*ZUR AUFGABE*: Schreiben Sie aus dem Text über Burnout im Gesundheitswesen die Passage ab, die mit "Überstunden mit zunehmender" beginnt und bis einschließlich "in der Woche." reicht.

*TEXTAUSZUG*:

----

Aktuelle Umfrage: Burnout gefährdet das Gesundheitswesen
Marzena SickingEine internationale Studie* von Healthcare Information and Management Systems Society (HIMSS) im Auftrag von Nuance untersucht die Auswirkungen von Überlastung und Burnout im Gesundheitswesen in Europa und Australien. Dabei wurde festgestellt, dass Ärzte und Ärztinnen und Pflegekräfte tagtäglich überlastet und erschöpft sind.
Insgesamt haben 98 Prozent der weltweit befragten Mitarbeiter im Gesundheitswesen in der Umfrage angegeben, dass sie sich in ihrem Berufsleben mindestens einmal ausgebrannt gefühlt haben. Auf die Frage nach den Auswirkungen von COVID-19 gaben 48 Prozent der Mediziner und Pflegekräfte in Deutschland an, dass die Pandemie ihre Überlastungssymptome verschlimmert habe. Im Vergleich dazu lag dieser Wert in den Nordischen Ländern bei nur 38 Prozent und in Frankreich bei 62 Prozent.
Überstunden mit zunehmender Dokumentationspflicht
Eine entscheidende Rolle spielt die Arbeitsbelastung: Es ist wissenschaftlich erwiesen, dass ein Arbeitspensum von mehr als 40 Wochenstunden zum Burn-out beiträgt. Dennoch arbeiten unter allen befragten Ärzt:innen 88 Prozent und von den Pflegekräften 43 Prozent mehr als 40 Stunden in der Woche.

----

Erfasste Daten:
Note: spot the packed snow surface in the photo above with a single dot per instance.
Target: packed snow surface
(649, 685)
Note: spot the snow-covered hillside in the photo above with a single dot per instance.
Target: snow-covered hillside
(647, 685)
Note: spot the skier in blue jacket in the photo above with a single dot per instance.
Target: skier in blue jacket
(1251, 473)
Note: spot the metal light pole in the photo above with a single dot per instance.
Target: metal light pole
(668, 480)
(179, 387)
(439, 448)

----

*LÖSUNG*:
Überstunden mit zunehmender Dokumentationspflicht
Eine entscheidende Rolle spielt die Arbeitsbelastung: Es ist wissenschaftlich erwiesen, dass ein Arbeitspensum von mehr als 40 Wochenstunden zum Burn-out beiträgt. Dennoch arbeiten unter allen befragten Ärzt:innen 88 Prozent und von den Pflegekräften 43 Prozent mehr als 40 Stunden in der Woche.